TASK PROMPT: State how many lines in the entries below contain the string "green", with case counting. Reply with the number alone.

(Some entries)
** Begin **
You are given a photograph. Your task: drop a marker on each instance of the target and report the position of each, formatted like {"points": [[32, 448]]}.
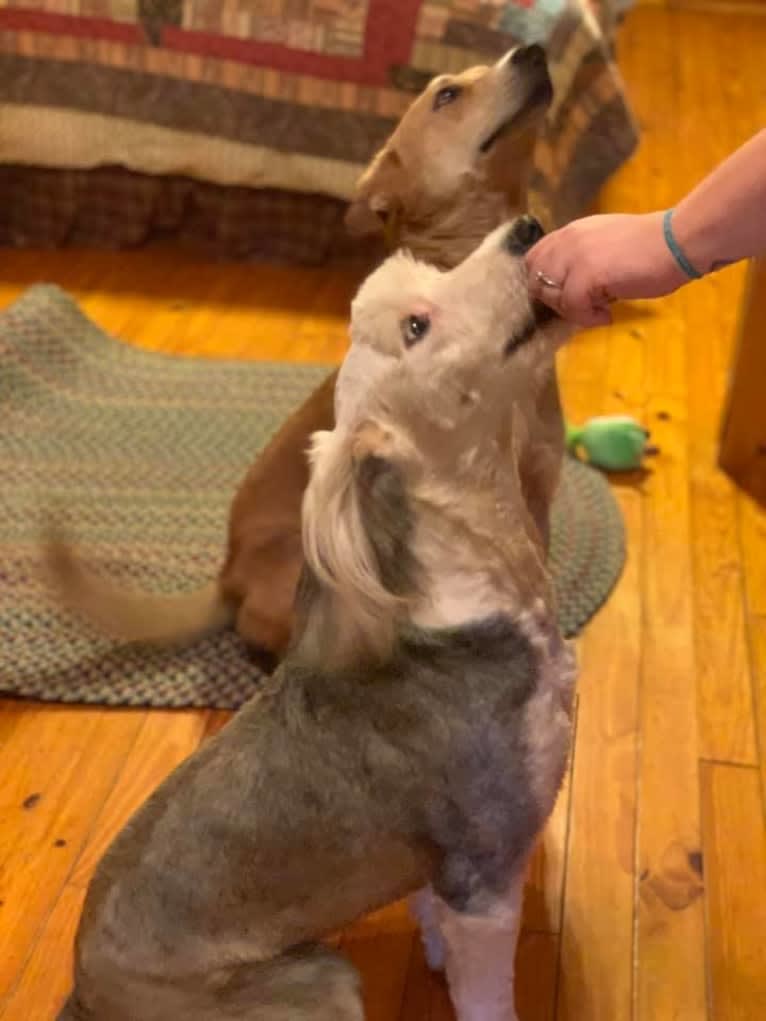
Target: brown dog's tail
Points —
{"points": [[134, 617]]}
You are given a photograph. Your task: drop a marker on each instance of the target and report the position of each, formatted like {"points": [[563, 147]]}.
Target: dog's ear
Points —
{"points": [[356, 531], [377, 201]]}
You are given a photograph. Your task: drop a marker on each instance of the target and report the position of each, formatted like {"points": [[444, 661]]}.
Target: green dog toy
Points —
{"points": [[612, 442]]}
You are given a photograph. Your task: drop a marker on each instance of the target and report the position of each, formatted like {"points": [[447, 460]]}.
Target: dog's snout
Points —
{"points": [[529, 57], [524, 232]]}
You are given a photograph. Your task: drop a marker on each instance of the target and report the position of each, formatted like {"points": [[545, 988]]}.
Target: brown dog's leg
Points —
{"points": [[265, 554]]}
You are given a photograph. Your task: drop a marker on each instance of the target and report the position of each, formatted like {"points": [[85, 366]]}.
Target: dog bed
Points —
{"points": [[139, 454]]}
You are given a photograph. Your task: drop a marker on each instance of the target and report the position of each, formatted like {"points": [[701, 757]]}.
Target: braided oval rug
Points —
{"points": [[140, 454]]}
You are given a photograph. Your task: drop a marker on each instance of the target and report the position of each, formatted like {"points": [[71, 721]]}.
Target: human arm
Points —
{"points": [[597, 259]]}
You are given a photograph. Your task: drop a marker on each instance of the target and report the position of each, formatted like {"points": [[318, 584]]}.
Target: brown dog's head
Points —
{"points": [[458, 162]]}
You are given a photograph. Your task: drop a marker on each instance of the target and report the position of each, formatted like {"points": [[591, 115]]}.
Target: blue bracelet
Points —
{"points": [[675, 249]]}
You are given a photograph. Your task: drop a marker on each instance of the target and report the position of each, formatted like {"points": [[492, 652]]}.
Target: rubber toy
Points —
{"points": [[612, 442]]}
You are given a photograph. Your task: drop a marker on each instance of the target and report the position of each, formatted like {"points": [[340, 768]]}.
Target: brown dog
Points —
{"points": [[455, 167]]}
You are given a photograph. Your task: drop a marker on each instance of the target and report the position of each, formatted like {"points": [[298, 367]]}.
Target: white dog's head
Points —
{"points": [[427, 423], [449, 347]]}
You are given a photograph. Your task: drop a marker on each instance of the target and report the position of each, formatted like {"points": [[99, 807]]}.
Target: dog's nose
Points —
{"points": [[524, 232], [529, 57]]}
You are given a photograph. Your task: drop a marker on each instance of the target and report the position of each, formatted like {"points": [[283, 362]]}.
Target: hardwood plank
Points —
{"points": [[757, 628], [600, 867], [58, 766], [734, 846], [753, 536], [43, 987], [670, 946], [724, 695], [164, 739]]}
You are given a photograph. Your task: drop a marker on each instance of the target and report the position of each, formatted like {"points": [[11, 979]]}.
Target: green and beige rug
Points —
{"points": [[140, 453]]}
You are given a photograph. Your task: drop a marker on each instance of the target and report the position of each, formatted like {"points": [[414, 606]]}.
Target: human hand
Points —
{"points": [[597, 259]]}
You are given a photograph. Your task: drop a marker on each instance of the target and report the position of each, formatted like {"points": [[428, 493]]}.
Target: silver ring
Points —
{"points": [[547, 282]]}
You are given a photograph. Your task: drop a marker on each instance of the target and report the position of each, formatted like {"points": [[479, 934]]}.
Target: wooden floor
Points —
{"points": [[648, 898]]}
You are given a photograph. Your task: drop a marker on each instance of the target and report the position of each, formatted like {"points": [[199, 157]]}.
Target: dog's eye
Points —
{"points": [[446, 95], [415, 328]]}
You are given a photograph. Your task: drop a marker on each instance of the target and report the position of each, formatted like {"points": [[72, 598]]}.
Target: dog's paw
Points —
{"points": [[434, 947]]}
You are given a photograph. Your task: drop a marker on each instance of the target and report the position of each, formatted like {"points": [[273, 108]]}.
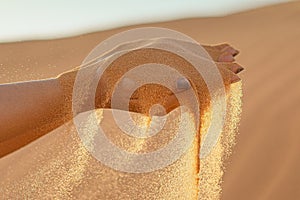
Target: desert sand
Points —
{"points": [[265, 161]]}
** End **
RESULT FOR THIS EXERCISE: 2